*SOURCE PASSAGE*.
[START]

Some types of missing data

The type of missing data you may encounter in an analysis depends, of course, on the data itself and the underlying phenomena generating that data. Below, the three major categories of missing data are described. Efforts should be made to identify what kind of 'missingness' is in effect as this will help determine what actions can be taken.

Missing completely at random (MCAR) In order to be MCAR, a value's missingness is in no way related to any other value in the data set. Little's MCAR test (Little, 1988) may be used to evaluate whether data is MCAR.

Missing at random (MAR) MAR data is random in the sense that missing values have no relation to the value that 'should' be there; however, the fact that a value is missing does depend on other variables in the data set. For example, if a sensor that measures a given variable, y, only operates above a certain temperature, tmin, and all values of y are missing below tmin, the missing data can be said to be MAR. Thus, other variables must be taken into account for MAR data to be considered random (i.e. missing data is "conditioned by" other data in the data set). 

Missing not at random (MNAR) MNAR data is absent in some systematic way which depends on the value of the variable of interest. Referring to the example above, this would suggest that the value of y is directly related to missingness of a given data point. This is the most 'dangerous' kind of missing data as it biases analytical results. If the missingness (coded as a dummy variable) of a variable can be shown to be associated to that variable's values (e.g. by regression) then there's a good chance that it's MNAR. Failure to find clear association should not be considered as 'proof' that missingness is not MNAR, but suggests that it could be MAR or MCAR. The process responsible for MNAR data must be identified and corrected for if possible or the experiment re-run in a manner that addresses the measurement bias in y.

Dealing with missing data

Multiple methods to deal with missing data exist. Some resort to simple deletion of objects or variables with missing values. Others attempt to "impute" (i.e. "fill in") reasonable substitute values based on either other values in the data set or a suitable distribution that models the variable of interest. While deletion is straightforward, imputation methods conserve sample size and hence prevent a loss of power. However, most imputation methods are subject to several assumptions and require careful handling. Below, a few common approaches to handling missing data are briefly described.

[END]

*EXTRACTED MATERIAL*.
[START]

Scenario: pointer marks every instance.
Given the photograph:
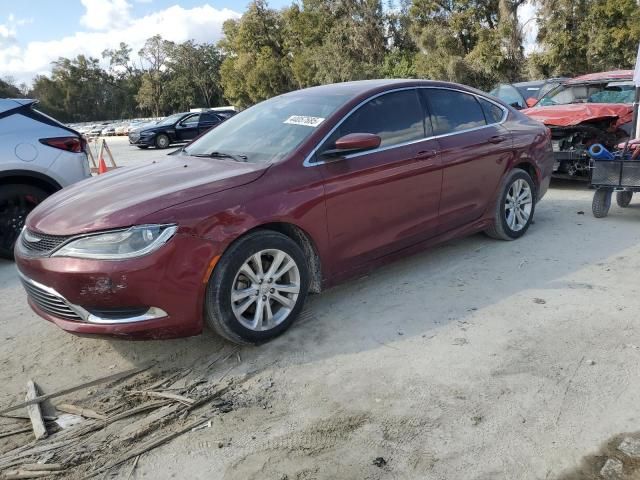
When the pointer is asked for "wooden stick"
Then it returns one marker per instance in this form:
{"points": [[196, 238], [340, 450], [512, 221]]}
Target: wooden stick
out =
{"points": [[15, 432], [39, 430], [20, 474], [110, 378], [148, 446], [41, 467], [83, 412], [133, 467]]}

[END]

*THE REQUEST*. Translate this sentence from the passage on missing data into Spanish: "While deletion is straightforward, imputation methods conserve sample size and hence prevent a loss of power."

*EXERCISE RESPONSE*. Si bien la eliminación es sencilla, los métodos de imputación conservan el tamaño de la muestra y, por lo tanto, evitan una pérdida de potencia.